⟨

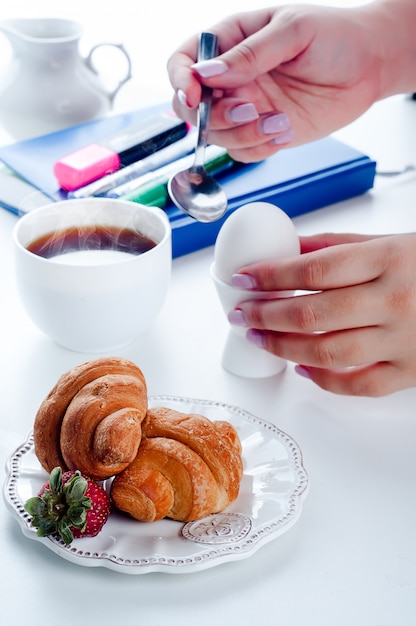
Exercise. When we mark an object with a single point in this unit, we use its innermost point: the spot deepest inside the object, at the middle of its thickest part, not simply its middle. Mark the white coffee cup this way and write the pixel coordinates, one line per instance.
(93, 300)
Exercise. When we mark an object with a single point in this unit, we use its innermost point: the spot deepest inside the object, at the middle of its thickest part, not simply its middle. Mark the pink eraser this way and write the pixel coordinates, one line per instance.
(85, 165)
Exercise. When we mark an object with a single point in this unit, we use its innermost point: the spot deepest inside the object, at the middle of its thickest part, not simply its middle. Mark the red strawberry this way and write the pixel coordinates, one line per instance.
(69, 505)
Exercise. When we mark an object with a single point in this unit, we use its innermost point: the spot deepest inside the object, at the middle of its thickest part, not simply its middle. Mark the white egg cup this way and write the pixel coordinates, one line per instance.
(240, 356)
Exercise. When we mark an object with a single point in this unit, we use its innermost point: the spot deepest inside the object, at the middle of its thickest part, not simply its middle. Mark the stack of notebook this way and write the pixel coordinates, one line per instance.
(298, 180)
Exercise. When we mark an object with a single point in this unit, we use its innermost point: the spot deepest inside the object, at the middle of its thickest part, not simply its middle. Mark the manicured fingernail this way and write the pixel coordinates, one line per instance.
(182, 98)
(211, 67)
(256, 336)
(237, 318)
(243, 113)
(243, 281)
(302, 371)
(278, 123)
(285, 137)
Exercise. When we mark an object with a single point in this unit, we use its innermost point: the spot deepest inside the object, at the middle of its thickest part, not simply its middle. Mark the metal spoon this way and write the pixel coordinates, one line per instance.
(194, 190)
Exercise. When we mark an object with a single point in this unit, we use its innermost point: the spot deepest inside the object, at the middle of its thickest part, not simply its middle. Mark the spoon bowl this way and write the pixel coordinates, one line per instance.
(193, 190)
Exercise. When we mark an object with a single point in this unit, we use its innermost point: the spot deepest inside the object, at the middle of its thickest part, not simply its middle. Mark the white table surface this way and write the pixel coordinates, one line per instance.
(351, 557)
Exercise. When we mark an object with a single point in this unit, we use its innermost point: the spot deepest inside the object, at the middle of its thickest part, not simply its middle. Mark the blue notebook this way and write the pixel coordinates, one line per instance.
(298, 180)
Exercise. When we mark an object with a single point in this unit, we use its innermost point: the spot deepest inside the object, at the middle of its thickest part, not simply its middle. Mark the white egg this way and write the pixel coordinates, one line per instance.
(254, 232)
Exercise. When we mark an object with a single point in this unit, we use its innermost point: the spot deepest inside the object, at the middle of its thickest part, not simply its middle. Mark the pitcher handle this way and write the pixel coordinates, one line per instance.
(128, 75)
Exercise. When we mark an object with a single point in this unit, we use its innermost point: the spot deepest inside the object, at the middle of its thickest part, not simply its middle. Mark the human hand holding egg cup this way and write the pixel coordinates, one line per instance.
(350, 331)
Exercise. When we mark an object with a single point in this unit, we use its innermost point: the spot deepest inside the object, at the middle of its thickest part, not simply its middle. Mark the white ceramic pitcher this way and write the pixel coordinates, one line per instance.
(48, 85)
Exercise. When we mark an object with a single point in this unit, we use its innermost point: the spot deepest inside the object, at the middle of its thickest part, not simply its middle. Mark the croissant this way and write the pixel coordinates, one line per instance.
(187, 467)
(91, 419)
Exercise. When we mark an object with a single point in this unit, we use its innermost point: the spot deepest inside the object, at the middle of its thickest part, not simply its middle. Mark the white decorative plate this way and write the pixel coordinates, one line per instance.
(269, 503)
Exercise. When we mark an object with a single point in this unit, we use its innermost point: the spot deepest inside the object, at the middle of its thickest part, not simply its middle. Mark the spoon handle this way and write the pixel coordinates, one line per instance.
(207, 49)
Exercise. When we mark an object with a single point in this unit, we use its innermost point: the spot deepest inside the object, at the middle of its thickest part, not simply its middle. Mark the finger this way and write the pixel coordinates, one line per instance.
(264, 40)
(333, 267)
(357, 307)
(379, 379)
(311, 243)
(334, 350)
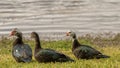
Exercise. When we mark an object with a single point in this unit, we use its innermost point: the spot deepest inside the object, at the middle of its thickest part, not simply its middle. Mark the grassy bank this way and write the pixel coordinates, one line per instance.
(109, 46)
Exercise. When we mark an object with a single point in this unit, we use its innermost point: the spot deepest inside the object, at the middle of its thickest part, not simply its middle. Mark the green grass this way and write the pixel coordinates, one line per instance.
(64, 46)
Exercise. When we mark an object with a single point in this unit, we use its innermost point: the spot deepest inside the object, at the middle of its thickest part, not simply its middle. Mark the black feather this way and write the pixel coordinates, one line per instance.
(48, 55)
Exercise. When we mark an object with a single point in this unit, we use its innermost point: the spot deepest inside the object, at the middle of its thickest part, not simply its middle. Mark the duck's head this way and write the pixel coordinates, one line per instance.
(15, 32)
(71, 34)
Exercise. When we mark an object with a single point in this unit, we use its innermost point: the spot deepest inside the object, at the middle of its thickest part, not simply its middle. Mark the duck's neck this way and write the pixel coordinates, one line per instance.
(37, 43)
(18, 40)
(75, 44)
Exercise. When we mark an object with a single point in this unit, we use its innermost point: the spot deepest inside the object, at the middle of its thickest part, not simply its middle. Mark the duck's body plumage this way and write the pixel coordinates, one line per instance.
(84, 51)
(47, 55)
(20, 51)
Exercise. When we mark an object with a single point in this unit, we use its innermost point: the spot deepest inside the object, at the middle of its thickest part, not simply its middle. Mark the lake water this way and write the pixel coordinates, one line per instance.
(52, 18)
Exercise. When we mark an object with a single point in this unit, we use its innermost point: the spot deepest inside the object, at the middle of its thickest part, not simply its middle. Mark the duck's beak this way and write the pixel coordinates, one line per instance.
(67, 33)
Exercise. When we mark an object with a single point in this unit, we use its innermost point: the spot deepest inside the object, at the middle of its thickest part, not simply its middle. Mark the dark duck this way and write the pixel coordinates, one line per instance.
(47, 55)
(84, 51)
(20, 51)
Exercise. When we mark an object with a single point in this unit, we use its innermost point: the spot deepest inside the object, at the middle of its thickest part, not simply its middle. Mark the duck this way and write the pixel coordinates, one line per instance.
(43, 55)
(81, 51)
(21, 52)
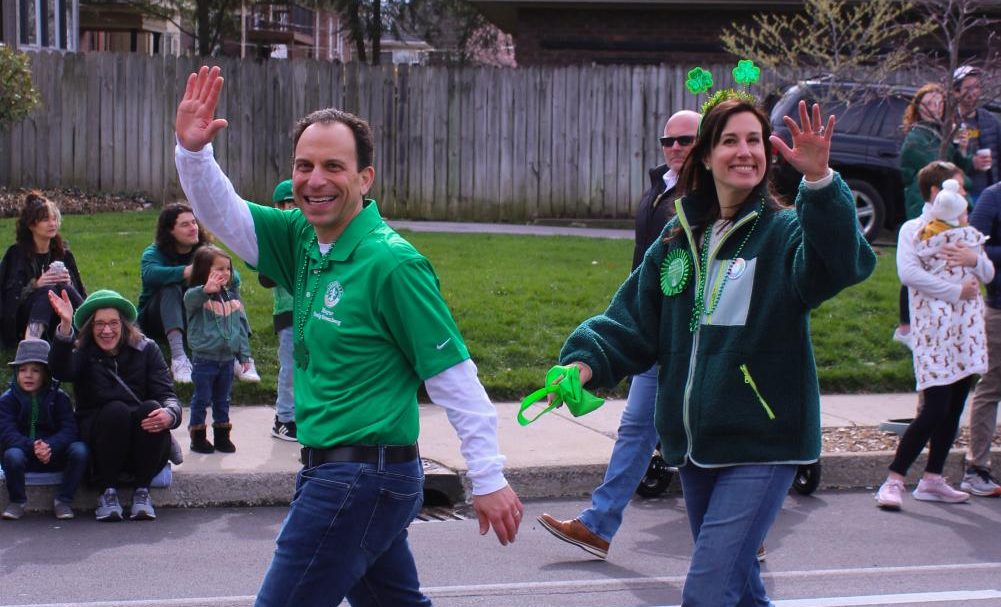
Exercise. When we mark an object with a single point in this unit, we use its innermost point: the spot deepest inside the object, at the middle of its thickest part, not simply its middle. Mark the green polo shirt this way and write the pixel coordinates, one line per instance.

⟩

## What needs to be done
Print the data above exactly, minus pictures.

## Solution below
Exercise. When we mark an object with a single point in this unit, we use its innermost point: the spot deepest inside the object, at the middle of its thickest part, not simply its middle. Mark the white coffee cup this way and write the pixel coordinates, one line per instance.
(93, 300)
Exercise. When we mark an object with a single point in this unit, we use its innermost point: the spot deepest inside the object, at the middle of its thickest part, not simply its middle. Mark the pink eraser this way and write the pixel coordinates, one line per instance.
(85, 165)
Exercise. When we mark an object with a single point in this unit, we use its innermost point: the spot deepest inside the object, at the middle of its thickest part, not simply its middle. Mark the red strawberry this way and write the pixel coordinates, one line per instance.
(69, 505)
Exercise. When we mark an object with a single point in this unit, we use its innermost point: the spot deepest inside the object, at the middle of its thickest part, not simply its middle. Mark the white egg cup this way and write the pixel coordinates, one line per instance.
(240, 356)
Exercise. When we mark an object with a single point in this unit, we use its innermost point: the spot deepest inside the object, at the middle of its thickest part, not simply its middle. Mark the stack of notebook this way and write the pixel coordinates, one line per instance.
(298, 180)
Exercise. When we mark an object with a single point in this unit, we use its innermost point: the spot deepest inside the object, at the middle of its thickest part, not simply its middle. Mark the manicured fingernail this way and write the pixel coordinates, one line per instance.
(182, 98)
(211, 67)
(256, 336)
(237, 318)
(243, 113)
(243, 281)
(302, 371)
(278, 123)
(285, 137)
Exercise. When we mark an object with a single point in this unit, we use its innermost point: the spot deepest inside the object, at the middle of its thickest part, not simply its middle. Mark the metal spoon this way and write the pixel coordinates, one line per instance.
(194, 190)
Exercise. When we mark an object with a single point in this unit, we use its innermost point: the spot deepest inside the object, at the middle of its thickest part, not simply its middle. Mark the spoon bowl this way and write the pixel coordinates, one line per instance.
(193, 190)
Exercise. When we mark an object with a single point in this unit, we use its innermost point: the spot deepest inside the object, at the middle of its thickest part, not simply its middle. Mark the white table surface this way and write the pixel coordinates, one line per instance.
(351, 557)
Exercise. When we mark an object with a single point in this unit, we use its innermost point: the spot deepest inside the object, at the middle of its thickest part, not simply its middle. Mark the blue notebook this way and write the pixel coordinates, one line per instance.
(298, 180)
Exercise. When we mark an object with a single point in this unit, we use its innermost point: the spot deepest inside the object, at the middle of its thickest part, not simply its middle. Mark the white egg this way and write the pixel coordinates, one line per instance.
(254, 232)
Exercise. When we mark an object with a single point in this unit, we use its innermost point: the spot deepest inside the object, at the middle of its thickest part, not simply its middle. Mark the pitcher handle this way and write the pixel coordinates, one line per instance.
(128, 75)
Exercise. When we mark an object with a single point in this unit, we use its innermost point: the spot deepest inside the object, at the middle of its thickest part, not simply its middle. Mark the human hand holding egg cup this way and write the pixel coordinates, one line per instance.
(350, 331)
Exercise. When we mark an object with a single point in this unit, we use its innermost point: the spot deepest inside the object, at the middle of its thickest part, not simply its middle. Mark the white ceramic pitcher this way and write the pixel coordinates, one line per instance.
(48, 85)
Exercise. When we mark an object with a single point in this unit, we use its innermost point: the spot deepest inside the object, at the middle of its thickest part, not simply its middle. Mark the croissant this way and write the pixel coordinates, one line per instance.
(187, 467)
(91, 419)
Exercise. When we mark an object with a single point in this unit, we use its innermost point: the spot deepest inside the object, at the middle of its thickest part, not simply its middle. Mark the white decorative plate this way and write the pixel coordinates, one line per instance.
(269, 503)
Exercise. When we mark an object with a single point in this unit, we use its innermost point: the spot deepest inside the object, at the middle of its thickest part, not simply its middle. Mark the spoon handle this way and write the pixel coordinates, one line per instance.
(207, 49)
Exercise. When we mark an object with a single point in this unit, we use its innermost point: the spot deepest inside the object, at the middle of its thickest part, not simply its middle. Mark the finger this way and write the pixel coordinates, one line per instance.
(264, 40)
(333, 267)
(357, 307)
(379, 379)
(311, 243)
(334, 350)
Exercise. When we mark an object with a single point in this unit, we use its innermost point: the spot deepest inside the object, at the middle of its thickest part, not simply its middle. Mark the grassy bank this way and write the pixel coordinates, one line per instance.
(109, 46)
Exercise. When we mark an object with a single point in this unit, we use its innermost point: the spot deepest inside the object, at the middle of its thickest part, not simply its middle. Mark the green grass this way and write the pixel coordinates, one line per instance.
(64, 46)
Exercise. When we mark an object with a single point in this unit, we use its innermost point: the spot deepest inside the object, at the middle of its thickest part, not simply its middle. Mark the black feather this way and write the pixel coordinates, one line per instance.
(48, 55)
Exercise. When we mark an object with a single point in this unit, we use its innermost point: the spot deepest inside the object, at the middle of its thickest part, not simply its middle. Mark the duck's head this way and write the pixel coordinates, one line per instance.
(15, 32)
(71, 34)
Exercise. When we mark an object with a single point in this unit, we use its innermost point: the spot deepest inside the object, at the middle of its thickest part, not simply its middle. Mark the duck's neck this way and write the pixel coordinates, one line per instance.
(37, 43)
(18, 40)
(75, 44)
Exercise. When we mark an object with a single point in this unit, we use its innermost point: the spot deepest inside the object, at the middle of its thickest part, not simply its middle. Mark the duck's body plumage this way and write the pixel coordinates, one line per instance.
(84, 51)
(47, 55)
(20, 51)
Exercise. When we mark an object with a single point in this unit, we use its innermost point: the spot deepest inside the object, at the middle of its thickest part, not simply its middle. Mark the lake water this way and write the pixel coordinates, one line per instance.
(52, 18)
Exercise. When we mark an object with a single point in this unit, we use its innermost point: the spot deepest inside the object, at the middle of its thickest part, not simply its middle. Mark the duck's beak this way and write the pixel coordinates, one line per instance.
(67, 33)
Exercise. When we mark an object with a single point in this unit, we use its innermost point: the spot deepest inside the object, at the middle of its thickest part, not simply its middle. Mark the dark duck this way and write the pixel coordinates, one line per instance.
(47, 55)
(84, 51)
(20, 51)
Exercise. When we mark an object with a single point in this unit, we use its innermost point: the spot deepest inside the object, at the middle of its thickest part, not simply its middle. Mark the duck this way and write the pixel coordinates, one line per instance.
(43, 55)
(81, 51)
(21, 52)
Exercise. When we mark an object with a single point in this unit, we use its innermost point: the spot deepest inside the object, at the middle of its thickest part, not simply its middle. Mark the green polo shirt this way and write the pixel coordinates, one line per instance.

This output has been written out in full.